------ Items
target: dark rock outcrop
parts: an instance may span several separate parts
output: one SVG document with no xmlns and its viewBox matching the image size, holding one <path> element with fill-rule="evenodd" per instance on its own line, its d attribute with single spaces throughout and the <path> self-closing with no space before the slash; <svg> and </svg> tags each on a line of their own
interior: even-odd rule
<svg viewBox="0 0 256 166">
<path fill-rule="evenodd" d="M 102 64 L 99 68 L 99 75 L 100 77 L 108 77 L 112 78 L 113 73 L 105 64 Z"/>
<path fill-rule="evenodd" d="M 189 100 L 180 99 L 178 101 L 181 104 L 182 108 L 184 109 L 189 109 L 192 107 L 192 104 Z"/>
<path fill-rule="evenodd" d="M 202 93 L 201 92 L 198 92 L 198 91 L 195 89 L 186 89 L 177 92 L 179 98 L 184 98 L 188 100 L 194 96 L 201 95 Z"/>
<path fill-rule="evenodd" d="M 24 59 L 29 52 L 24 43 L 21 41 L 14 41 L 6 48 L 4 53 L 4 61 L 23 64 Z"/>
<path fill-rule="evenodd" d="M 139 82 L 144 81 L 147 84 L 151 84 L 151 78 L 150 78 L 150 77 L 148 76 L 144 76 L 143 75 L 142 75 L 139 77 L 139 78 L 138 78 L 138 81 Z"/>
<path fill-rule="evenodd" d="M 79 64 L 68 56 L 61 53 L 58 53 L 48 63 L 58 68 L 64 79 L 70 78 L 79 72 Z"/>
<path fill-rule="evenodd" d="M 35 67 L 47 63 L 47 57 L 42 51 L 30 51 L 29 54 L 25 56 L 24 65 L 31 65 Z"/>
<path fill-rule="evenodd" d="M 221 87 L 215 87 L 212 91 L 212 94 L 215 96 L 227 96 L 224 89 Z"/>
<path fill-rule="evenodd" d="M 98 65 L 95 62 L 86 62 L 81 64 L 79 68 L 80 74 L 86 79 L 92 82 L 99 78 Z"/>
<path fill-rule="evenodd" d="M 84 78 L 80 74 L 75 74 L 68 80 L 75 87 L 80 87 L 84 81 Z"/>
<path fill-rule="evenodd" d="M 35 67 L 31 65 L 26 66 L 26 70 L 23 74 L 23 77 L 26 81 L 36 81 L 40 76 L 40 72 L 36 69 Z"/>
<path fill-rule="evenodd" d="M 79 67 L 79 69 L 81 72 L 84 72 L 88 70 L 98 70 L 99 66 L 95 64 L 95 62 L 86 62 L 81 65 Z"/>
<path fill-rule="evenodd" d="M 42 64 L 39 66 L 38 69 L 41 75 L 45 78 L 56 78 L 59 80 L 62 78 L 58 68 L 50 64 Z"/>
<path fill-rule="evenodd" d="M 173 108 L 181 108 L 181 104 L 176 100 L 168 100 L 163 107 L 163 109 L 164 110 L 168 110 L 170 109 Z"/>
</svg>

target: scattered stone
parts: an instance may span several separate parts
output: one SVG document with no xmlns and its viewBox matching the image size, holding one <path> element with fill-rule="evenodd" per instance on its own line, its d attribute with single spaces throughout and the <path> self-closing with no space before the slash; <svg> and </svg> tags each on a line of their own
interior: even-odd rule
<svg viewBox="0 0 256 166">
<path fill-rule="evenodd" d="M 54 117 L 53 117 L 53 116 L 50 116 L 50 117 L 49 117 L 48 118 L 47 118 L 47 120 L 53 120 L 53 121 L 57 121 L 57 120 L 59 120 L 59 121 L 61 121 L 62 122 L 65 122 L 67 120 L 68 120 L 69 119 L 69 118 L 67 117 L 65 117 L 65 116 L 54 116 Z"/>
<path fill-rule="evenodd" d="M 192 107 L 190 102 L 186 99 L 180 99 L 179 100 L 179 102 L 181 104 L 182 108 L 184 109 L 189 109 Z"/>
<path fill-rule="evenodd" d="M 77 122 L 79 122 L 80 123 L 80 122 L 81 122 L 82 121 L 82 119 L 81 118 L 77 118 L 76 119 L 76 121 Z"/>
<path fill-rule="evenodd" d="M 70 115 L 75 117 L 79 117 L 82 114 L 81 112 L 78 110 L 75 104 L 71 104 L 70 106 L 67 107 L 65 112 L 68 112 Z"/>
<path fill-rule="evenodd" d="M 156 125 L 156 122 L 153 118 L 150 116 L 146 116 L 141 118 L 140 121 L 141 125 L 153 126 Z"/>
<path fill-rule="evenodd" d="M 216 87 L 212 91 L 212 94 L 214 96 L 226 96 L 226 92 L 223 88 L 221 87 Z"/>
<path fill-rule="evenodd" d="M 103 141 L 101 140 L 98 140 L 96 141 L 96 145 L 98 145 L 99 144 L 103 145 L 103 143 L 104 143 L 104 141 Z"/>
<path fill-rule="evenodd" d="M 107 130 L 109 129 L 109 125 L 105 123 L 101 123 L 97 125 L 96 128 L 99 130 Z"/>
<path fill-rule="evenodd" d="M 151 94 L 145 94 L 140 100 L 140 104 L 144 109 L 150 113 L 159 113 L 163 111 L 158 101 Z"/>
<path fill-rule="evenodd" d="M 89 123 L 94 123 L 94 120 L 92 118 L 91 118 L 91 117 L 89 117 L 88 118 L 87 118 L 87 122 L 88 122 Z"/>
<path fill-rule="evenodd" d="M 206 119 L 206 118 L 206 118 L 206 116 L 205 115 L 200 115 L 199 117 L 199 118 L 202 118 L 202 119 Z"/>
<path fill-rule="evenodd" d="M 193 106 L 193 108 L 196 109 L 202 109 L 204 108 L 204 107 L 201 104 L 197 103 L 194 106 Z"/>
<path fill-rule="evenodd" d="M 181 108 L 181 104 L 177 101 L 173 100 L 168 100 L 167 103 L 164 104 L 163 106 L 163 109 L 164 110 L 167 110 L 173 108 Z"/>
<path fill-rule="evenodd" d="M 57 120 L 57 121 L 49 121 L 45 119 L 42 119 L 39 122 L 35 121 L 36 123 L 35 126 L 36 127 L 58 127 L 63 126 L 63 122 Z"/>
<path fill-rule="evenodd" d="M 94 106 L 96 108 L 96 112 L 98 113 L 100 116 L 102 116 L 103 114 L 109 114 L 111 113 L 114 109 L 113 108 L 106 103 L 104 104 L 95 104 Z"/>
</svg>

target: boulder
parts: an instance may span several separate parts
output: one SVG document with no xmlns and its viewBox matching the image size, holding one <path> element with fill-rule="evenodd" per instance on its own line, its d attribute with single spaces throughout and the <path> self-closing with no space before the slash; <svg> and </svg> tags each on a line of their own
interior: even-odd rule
------------
■ Stated exercise ■
Return the lines above word for word, every one of them.

■ Reply to the exercise ■
target: dark rock outcrop
parts: an instance may span several separate parts
output: one SVG document with no xmlns and its viewBox matching the image size, holding one <path> element with fill-rule="evenodd" per instance on its own line, its d attribute with single spaces throughout and the <path> self-closing with no space before the slash; <svg> and </svg> tags each on a line of their own
interior: even-odd rule
<svg viewBox="0 0 256 166">
<path fill-rule="evenodd" d="M 102 64 L 99 68 L 99 75 L 100 77 L 108 77 L 112 78 L 113 73 L 105 64 Z"/>
<path fill-rule="evenodd" d="M 189 100 L 180 99 L 178 101 L 181 104 L 182 108 L 184 109 L 189 109 L 192 107 L 192 104 Z"/>
<path fill-rule="evenodd" d="M 202 93 L 201 92 L 198 92 L 198 91 L 195 89 L 186 89 L 177 92 L 179 98 L 184 98 L 188 100 L 194 96 L 201 95 Z"/>
<path fill-rule="evenodd" d="M 24 59 L 29 52 L 24 43 L 21 41 L 14 41 L 6 48 L 4 53 L 4 61 L 23 64 Z"/>
<path fill-rule="evenodd" d="M 139 82 L 144 81 L 147 84 L 151 84 L 151 78 L 150 78 L 150 77 L 148 76 L 144 76 L 143 75 L 142 75 L 139 77 L 139 78 L 138 78 L 138 81 Z"/>
<path fill-rule="evenodd" d="M 79 64 L 68 56 L 61 53 L 58 53 L 48 63 L 58 68 L 64 79 L 70 78 L 79 72 Z"/>
<path fill-rule="evenodd" d="M 35 67 L 47 63 L 47 57 L 42 51 L 30 51 L 29 54 L 25 56 L 24 65 L 31 65 Z"/>
<path fill-rule="evenodd" d="M 221 87 L 215 87 L 212 91 L 212 94 L 215 96 L 227 96 L 224 89 Z"/>
<path fill-rule="evenodd" d="M 98 65 L 95 62 L 86 62 L 81 64 L 79 68 L 80 74 L 86 79 L 92 82 L 99 78 Z"/>
<path fill-rule="evenodd" d="M 84 78 L 80 74 L 75 74 L 68 80 L 75 87 L 80 87 L 84 81 Z"/>
<path fill-rule="evenodd" d="M 35 67 L 31 65 L 26 66 L 26 70 L 23 74 L 23 77 L 26 81 L 36 81 L 40 76 L 40 72 L 36 69 Z"/>
<path fill-rule="evenodd" d="M 79 67 L 79 69 L 81 72 L 84 72 L 88 70 L 98 70 L 99 66 L 95 64 L 95 62 L 86 62 L 81 65 Z"/>
<path fill-rule="evenodd" d="M 42 64 L 39 66 L 38 69 L 41 75 L 45 78 L 56 78 L 59 80 L 62 78 L 58 68 L 50 64 Z"/>
<path fill-rule="evenodd" d="M 173 108 L 181 108 L 181 104 L 176 100 L 168 100 L 163 107 L 163 109 L 164 110 L 168 110 L 170 109 Z"/>
</svg>

target: scattered stone
parts: an instance may span several separate parts
output: one SVG document with no xmlns and its viewBox matching the image size, holding one <path> element with fill-rule="evenodd" per instance on its own line, its d attribute with single spaces throughout and the <path> self-closing with no space before the slash; <svg> and </svg> tags each on a line of their own
interior: even-odd rule
<svg viewBox="0 0 256 166">
<path fill-rule="evenodd" d="M 54 117 L 53 117 L 53 116 L 50 116 L 50 117 L 49 117 L 48 118 L 47 118 L 47 120 L 53 120 L 53 121 L 57 121 L 57 120 L 59 120 L 59 121 L 61 121 L 62 122 L 65 122 L 67 120 L 68 120 L 69 119 L 69 118 L 67 117 L 65 117 L 65 116 L 54 116 Z"/>
<path fill-rule="evenodd" d="M 192 107 L 190 102 L 186 99 L 180 99 L 179 100 L 179 102 L 181 104 L 182 108 L 184 109 L 189 109 Z"/>
<path fill-rule="evenodd" d="M 77 122 L 79 122 L 80 123 L 80 122 L 81 122 L 82 121 L 82 119 L 81 118 L 77 118 L 76 119 L 76 121 Z"/>
<path fill-rule="evenodd" d="M 70 115 L 75 117 L 79 117 L 82 114 L 81 112 L 78 110 L 75 104 L 71 104 L 70 106 L 67 107 L 65 112 L 68 112 Z"/>
<path fill-rule="evenodd" d="M 156 125 L 156 122 L 153 118 L 150 116 L 146 116 L 141 118 L 140 121 L 141 125 L 153 126 Z"/>
<path fill-rule="evenodd" d="M 216 87 L 212 91 L 212 94 L 214 96 L 226 96 L 226 92 L 223 88 L 221 87 Z"/>
<path fill-rule="evenodd" d="M 103 141 L 101 140 L 98 140 L 96 141 L 96 145 L 98 145 L 99 144 L 103 145 L 103 143 L 104 143 L 104 141 Z"/>
<path fill-rule="evenodd" d="M 107 130 L 109 129 L 109 125 L 105 123 L 101 123 L 97 125 L 96 128 L 99 130 Z"/>
<path fill-rule="evenodd" d="M 151 94 L 145 94 L 140 100 L 140 104 L 144 109 L 150 113 L 159 113 L 163 111 L 158 101 Z"/>
<path fill-rule="evenodd" d="M 89 123 L 94 123 L 94 120 L 92 118 L 91 118 L 91 117 L 89 117 L 88 118 L 87 118 L 87 122 L 88 122 Z"/>
<path fill-rule="evenodd" d="M 206 119 L 206 118 L 206 118 L 206 116 L 205 115 L 200 115 L 199 117 L 199 118 L 202 118 L 202 119 Z"/>
<path fill-rule="evenodd" d="M 193 106 L 193 108 L 196 109 L 202 109 L 204 108 L 204 107 L 201 104 L 197 103 L 194 106 Z"/>
<path fill-rule="evenodd" d="M 181 108 L 181 104 L 177 101 L 173 100 L 168 100 L 167 103 L 164 104 L 163 106 L 163 109 L 164 110 L 167 110 L 173 108 Z"/>
<path fill-rule="evenodd" d="M 57 120 L 57 121 L 49 121 L 45 119 L 42 119 L 39 122 L 35 121 L 36 123 L 35 126 L 36 127 L 58 127 L 63 126 L 63 122 Z"/>
<path fill-rule="evenodd" d="M 94 106 L 96 108 L 96 112 L 98 113 L 100 116 L 102 116 L 103 114 L 109 114 L 111 113 L 114 109 L 113 108 L 106 103 L 104 104 L 95 104 Z"/>
</svg>

target: boulder
parts: an instance may span several separate parts
output: one SVG document with no xmlns and its viewBox matching the image size, holding one <path> element with fill-rule="evenodd" per instance on its own line, its d attribute with single spaces throughout and the <path> self-closing with no space before the slash; <svg> and </svg> tags each on a line of their own
interior: even-odd rule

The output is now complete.